**ACTIONS DEMANDÉES**
1. D'après le texte sur les sociétés portuaires, quel modèle cesse de fonctionner lorsque l'activité se contracte ?
2. Poursuivez le texte sur les sociétés portuaires à la suite de sa dernière phrase.

**EXTRAIT DU TEXTE**
Dans ce contexte, la délégation de service public n’est plus adaptée. Le modèle fondé sur la prise en charge du risque par le concessionnaire ne fonctionne plus lorsque l’activité se contracte. Le statut proposé permettra aux collectivités de reprendre la main. Elles pourront investir dans la modernisation des infrastructures, soutenir l’activité des criées et assumer certaines dépenses qui pèsent actuellement, à titre exclusif, sur les pêcheurs. En offrant la possibilité à toutes les collectivités propriétaires d’un port de créer une société portuaire, la proposition de loi met à la disposition des territoires un outil souple, efficace et adapté, qui répond aux enjeux économiques, sociaux et maritimes.
Pour toutes ces raisons, notre groupe soutiendra ce texte.

**EXTRAIT DES DONNÉES**
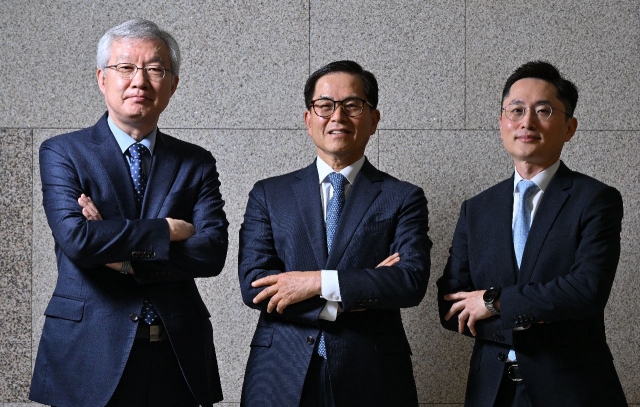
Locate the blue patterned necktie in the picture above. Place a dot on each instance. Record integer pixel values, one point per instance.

**RÉPONSES PAR TÂCHE**
1. Le modèle fondé sur la prise en charge du risque par le concessionnaire.

2.
Mme Sandrine Lalanne (EPR). La France est la deuxième nation maritime au monde, avec un littoral de plus de 20 000 kilomètres. Elle est aussi le deuxième fabricant mondial, et le premier en Europe, de bateaux de plaisance. Pourtant, les deux tiers des produits de la mer que nous consommons sont importés ; notre potentiel nous permettrait de prendre une plus grande part au commerce maritime. Ce paradoxe montre combien l’attractivité économique de certains territoires littoraux et leur capacité à s’appuyer sur des ports résilients sont importantes pour soutenir les économies de proximité.
Outre les 11 grands ports maritimes – qui sont des établissements publics de l’État –, plus de 600 ports décentralisés – 470 ports de plaisance, 100 ports de pêche et 50 ports de commerce – jouent un rôle économique majeur à l’échelle territoriale. Ils représentent 22 % du tonnage total de marchandises, 600 millions d’euros de valeur ajoutée et 11 000 emplois – 27 000 si l’on tient compte des emplois indirects.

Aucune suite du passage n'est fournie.